◆ **Text shown**
When a federal court ruled the federal Bureau of Land Management skipped crucial steps in approving resource management plans for Montana last year, it reflected a trend tainting much of the environmental rule-making under the Trump administration.
“They’re having a remarkably low level of success,” Georgetown Law School environmental law professor Bill Buzbee said of the past four years’ regulatory court progress. “Their loss record is 70 to 90 percent under Trump. Those agencies usually win 70 percent of the time.”
He attributed the reversal to a consistent failure by policy makers to check all the boxes necessary to avoid appearing arbitrary and capricious — the standard federal rules get judged under the Administrative Procedures Act. To endure, a federal rule must show it had well-documented reasons for a change and went through a complete public review process.
“It’s a lot of work to change regulations,” Buzbee said. “So many of their actions had this flaw.”
This could have lengthy ramifications in Montana. Sandra Zellmer, director of the Natural Resources Clinics at the University of Montana’s Blewett School of Law, said she expected the Biden administration to revisit those BLM resource management plans, especially how they removed protections from 94% of the state’s Areas of Critical Ecological Concern.

◆ **Tasks to perform**
[1] Return the part of the passage on federal environmental rule-making that runs from "He attributed the" up to and including "public review process.", unchanged.
[2] In the passage on federal environmental rule-making, how often does Buzbee say those agencies usually win?
The listing below has no connection to the passage on federal environmental rule-making.

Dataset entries

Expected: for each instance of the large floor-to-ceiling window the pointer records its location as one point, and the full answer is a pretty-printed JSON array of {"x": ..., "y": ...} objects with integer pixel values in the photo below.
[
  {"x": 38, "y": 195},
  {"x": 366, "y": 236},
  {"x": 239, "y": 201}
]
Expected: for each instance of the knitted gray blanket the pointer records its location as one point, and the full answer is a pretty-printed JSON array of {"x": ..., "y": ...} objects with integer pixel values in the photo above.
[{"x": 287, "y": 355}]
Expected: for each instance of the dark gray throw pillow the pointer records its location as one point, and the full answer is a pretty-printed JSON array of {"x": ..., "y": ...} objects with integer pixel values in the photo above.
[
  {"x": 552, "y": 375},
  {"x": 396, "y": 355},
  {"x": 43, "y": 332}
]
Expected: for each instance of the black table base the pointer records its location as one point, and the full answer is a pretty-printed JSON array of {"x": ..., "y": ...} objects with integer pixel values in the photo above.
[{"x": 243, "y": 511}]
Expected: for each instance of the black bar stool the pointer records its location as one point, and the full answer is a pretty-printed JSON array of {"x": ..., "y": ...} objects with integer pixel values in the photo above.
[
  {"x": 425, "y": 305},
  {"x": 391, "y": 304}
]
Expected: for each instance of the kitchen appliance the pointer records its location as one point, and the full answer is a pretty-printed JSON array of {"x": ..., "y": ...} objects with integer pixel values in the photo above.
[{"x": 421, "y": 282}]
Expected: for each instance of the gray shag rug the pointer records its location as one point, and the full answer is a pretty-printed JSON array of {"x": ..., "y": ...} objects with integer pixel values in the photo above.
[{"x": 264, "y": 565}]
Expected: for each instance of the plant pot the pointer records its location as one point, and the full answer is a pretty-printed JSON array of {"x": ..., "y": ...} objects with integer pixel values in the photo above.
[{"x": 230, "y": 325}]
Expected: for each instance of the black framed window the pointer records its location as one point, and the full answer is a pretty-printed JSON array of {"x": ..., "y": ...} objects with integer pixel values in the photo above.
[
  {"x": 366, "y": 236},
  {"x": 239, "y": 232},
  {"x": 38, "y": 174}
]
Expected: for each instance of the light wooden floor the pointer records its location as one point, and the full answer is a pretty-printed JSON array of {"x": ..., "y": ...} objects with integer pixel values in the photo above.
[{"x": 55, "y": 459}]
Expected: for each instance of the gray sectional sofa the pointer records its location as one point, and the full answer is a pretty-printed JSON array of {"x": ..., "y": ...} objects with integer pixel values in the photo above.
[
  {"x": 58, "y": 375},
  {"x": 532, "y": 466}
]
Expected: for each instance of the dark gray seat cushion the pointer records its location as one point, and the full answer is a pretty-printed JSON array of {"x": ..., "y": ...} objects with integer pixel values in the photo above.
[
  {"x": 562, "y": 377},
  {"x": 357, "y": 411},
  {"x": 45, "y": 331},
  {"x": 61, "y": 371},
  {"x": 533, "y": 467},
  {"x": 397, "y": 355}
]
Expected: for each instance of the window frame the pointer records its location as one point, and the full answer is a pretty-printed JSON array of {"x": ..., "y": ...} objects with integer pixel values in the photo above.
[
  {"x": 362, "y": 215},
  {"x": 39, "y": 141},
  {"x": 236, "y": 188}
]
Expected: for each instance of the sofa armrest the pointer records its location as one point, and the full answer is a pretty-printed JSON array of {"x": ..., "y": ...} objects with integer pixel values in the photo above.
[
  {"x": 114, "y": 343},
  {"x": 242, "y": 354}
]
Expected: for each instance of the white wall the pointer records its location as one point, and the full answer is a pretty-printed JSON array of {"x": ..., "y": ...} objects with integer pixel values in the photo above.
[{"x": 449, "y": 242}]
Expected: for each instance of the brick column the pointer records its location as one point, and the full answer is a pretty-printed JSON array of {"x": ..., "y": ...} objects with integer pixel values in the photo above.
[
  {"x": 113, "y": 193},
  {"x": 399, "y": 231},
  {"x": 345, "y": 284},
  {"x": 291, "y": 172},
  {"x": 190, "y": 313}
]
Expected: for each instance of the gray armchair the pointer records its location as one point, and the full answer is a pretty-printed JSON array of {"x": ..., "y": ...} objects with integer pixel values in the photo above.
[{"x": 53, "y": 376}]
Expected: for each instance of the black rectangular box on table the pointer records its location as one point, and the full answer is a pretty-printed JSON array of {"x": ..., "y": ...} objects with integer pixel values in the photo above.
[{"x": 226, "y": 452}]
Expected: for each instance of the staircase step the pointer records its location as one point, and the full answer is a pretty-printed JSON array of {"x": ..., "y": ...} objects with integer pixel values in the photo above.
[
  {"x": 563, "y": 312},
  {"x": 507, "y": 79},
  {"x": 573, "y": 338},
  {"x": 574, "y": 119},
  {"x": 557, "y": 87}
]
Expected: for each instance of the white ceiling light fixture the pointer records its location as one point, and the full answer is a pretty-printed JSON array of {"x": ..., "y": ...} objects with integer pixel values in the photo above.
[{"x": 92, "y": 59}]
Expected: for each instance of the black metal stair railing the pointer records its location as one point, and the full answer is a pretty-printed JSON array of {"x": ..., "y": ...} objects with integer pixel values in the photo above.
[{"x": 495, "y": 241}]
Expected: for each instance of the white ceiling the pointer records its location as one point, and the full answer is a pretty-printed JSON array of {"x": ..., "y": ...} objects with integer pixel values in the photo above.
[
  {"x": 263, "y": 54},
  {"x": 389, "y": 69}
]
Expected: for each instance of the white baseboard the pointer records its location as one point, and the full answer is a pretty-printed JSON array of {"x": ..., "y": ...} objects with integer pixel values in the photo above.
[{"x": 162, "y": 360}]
...
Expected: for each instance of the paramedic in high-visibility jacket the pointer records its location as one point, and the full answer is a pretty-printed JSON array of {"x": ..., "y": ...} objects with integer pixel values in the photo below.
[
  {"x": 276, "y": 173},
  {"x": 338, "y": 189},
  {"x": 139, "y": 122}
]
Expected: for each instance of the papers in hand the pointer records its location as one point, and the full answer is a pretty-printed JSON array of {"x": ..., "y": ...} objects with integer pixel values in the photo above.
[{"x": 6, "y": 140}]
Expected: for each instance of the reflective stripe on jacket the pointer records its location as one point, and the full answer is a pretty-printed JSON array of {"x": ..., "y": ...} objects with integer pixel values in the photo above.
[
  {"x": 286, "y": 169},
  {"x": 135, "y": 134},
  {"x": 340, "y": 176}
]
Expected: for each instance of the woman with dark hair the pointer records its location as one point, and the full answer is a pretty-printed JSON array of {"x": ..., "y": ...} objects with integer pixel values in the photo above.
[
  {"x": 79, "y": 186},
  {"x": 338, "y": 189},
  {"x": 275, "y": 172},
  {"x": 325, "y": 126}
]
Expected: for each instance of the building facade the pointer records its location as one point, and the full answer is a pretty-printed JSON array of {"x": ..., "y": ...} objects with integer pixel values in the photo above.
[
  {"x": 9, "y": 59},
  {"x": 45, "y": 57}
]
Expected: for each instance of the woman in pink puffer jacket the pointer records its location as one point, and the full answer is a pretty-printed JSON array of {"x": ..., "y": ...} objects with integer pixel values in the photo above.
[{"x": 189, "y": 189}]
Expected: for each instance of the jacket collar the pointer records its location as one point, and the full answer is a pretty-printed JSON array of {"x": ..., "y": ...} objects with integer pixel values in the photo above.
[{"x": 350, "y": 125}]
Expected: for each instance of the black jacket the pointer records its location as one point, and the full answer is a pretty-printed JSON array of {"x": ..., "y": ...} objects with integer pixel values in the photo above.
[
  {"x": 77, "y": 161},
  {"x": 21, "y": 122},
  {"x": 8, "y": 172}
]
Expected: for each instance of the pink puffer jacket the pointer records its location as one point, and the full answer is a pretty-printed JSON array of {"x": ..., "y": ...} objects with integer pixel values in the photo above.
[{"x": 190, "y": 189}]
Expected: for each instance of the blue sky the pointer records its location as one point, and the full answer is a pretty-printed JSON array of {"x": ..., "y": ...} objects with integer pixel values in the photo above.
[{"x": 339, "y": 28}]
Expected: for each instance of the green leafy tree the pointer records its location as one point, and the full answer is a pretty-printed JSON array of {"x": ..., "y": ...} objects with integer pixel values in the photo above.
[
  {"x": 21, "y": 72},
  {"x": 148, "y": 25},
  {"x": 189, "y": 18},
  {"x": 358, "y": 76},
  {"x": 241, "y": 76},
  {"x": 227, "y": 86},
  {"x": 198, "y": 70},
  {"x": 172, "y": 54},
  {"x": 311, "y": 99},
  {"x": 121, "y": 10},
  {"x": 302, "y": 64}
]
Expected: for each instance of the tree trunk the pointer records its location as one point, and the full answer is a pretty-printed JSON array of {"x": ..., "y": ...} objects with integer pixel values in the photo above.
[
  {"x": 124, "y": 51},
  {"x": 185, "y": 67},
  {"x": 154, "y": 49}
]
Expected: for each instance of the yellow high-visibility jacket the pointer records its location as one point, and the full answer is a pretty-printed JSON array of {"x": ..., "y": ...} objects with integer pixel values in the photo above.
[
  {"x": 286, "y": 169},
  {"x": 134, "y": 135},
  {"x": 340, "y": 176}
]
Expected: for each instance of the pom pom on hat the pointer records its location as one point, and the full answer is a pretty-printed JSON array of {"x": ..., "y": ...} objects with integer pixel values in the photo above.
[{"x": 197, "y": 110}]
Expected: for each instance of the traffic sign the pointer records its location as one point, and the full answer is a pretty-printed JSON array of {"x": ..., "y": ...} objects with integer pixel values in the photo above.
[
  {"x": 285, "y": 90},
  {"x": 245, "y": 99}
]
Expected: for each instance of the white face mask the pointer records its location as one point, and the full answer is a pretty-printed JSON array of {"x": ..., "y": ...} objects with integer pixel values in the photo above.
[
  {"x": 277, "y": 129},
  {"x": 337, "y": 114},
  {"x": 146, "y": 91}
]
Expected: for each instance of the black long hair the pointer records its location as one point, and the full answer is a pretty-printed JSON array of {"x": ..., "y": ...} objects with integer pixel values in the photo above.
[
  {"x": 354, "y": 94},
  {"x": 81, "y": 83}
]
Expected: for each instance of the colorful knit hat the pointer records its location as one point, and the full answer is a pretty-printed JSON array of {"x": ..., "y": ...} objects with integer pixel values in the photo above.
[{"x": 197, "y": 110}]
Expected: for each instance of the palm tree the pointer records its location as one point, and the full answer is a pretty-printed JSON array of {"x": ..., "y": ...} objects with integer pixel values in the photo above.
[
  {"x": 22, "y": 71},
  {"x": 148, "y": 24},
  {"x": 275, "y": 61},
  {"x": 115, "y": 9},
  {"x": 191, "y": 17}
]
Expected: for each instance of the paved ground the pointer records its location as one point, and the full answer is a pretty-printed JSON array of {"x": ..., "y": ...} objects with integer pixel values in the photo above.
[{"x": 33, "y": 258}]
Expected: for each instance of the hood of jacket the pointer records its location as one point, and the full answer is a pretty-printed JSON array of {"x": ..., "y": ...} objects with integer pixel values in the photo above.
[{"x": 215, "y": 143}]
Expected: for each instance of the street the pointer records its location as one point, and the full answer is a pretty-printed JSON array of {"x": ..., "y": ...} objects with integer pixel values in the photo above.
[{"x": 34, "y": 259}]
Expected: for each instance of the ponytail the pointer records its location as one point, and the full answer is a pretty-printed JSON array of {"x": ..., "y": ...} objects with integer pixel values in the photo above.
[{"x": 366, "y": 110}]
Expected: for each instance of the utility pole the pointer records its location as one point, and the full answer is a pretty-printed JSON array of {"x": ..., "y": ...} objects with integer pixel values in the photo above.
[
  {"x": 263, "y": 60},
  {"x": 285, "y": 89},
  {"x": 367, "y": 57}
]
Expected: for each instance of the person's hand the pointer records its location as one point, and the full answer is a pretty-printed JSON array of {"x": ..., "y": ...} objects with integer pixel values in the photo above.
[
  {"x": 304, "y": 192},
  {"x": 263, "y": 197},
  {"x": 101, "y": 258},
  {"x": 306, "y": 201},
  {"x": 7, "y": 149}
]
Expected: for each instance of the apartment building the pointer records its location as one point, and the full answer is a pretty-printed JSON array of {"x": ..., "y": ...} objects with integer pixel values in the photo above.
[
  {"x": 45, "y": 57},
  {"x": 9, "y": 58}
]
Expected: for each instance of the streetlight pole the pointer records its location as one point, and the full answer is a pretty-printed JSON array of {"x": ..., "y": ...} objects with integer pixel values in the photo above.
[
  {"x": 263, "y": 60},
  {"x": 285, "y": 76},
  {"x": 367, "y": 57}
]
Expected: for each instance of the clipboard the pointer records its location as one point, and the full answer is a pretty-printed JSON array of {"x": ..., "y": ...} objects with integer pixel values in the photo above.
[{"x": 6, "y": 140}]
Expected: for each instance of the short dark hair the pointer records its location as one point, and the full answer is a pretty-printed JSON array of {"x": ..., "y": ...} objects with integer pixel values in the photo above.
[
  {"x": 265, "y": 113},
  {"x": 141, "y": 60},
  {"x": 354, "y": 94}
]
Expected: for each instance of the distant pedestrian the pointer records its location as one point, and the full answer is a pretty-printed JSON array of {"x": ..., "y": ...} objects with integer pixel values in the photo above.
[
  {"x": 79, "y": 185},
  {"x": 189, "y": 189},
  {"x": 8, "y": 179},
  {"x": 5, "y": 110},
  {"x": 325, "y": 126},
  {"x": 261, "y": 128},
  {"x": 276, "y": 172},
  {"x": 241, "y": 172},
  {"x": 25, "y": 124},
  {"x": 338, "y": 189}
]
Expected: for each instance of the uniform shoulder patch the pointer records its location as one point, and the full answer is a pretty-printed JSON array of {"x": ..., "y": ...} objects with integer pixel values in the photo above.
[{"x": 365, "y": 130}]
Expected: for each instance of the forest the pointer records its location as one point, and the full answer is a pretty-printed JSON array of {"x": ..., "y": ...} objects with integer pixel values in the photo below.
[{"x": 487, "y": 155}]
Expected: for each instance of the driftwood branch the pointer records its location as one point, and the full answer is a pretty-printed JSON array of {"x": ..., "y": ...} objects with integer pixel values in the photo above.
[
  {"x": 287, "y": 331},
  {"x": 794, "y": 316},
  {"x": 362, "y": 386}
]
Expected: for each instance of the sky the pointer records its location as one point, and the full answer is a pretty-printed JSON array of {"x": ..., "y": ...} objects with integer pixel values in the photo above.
---
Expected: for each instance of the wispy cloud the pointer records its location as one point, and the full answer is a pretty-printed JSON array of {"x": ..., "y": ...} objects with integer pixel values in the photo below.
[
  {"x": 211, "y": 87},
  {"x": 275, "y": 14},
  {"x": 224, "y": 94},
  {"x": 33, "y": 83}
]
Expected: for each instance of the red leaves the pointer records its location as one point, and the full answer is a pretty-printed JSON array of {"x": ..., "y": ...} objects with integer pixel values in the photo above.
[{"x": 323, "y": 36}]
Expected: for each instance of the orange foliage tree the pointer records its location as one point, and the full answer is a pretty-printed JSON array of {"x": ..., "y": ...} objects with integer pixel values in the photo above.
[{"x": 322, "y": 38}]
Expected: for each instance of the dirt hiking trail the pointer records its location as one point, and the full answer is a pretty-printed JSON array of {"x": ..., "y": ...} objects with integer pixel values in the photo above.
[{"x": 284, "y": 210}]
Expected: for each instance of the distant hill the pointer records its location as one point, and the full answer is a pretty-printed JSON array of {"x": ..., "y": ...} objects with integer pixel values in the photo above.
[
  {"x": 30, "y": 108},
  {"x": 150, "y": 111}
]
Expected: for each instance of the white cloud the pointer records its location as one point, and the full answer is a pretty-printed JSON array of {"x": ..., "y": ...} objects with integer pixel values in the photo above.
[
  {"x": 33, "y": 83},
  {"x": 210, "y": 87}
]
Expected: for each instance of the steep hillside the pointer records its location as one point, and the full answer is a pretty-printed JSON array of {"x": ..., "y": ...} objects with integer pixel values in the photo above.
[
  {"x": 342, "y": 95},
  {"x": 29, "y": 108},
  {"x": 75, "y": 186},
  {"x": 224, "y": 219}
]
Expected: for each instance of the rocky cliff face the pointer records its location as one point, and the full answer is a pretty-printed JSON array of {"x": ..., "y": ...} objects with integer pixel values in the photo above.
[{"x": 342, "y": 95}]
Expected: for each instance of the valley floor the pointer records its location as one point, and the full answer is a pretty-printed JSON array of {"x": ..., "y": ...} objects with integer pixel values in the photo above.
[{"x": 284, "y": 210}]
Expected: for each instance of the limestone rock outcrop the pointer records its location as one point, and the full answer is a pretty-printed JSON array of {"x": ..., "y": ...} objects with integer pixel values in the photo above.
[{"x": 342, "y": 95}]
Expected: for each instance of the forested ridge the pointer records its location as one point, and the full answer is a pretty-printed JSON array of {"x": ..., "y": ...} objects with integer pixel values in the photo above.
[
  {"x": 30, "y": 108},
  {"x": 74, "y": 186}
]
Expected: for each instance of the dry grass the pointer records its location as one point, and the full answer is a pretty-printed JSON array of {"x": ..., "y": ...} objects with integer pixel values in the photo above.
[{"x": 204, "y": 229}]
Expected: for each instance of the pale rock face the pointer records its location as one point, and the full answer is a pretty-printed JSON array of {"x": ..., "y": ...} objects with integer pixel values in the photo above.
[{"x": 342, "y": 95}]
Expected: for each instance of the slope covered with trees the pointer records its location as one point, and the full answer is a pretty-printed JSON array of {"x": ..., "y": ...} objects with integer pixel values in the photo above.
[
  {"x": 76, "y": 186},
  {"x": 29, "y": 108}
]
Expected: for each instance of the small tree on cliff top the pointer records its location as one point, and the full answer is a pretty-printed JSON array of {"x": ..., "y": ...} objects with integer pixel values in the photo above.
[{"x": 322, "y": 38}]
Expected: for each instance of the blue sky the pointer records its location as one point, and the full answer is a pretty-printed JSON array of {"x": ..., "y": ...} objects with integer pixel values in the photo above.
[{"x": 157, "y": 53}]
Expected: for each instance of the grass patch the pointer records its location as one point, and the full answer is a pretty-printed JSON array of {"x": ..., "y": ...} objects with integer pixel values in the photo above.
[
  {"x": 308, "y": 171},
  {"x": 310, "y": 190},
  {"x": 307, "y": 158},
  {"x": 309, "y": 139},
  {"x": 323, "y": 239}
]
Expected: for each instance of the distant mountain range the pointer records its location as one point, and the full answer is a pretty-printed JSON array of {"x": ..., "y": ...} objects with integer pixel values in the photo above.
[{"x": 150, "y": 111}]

◆ **Responses**
[1]
He attributed the reversal to a consistent failure by policy makers to check all the boxes necessary to avoid appearing arbitrary and capricious — the standard federal rules get judged under the Administrative Procedures Act. To endure, a federal rule must show it had well-documented reasons for a change and went through a complete public review process.

[2] 70 percent of the time.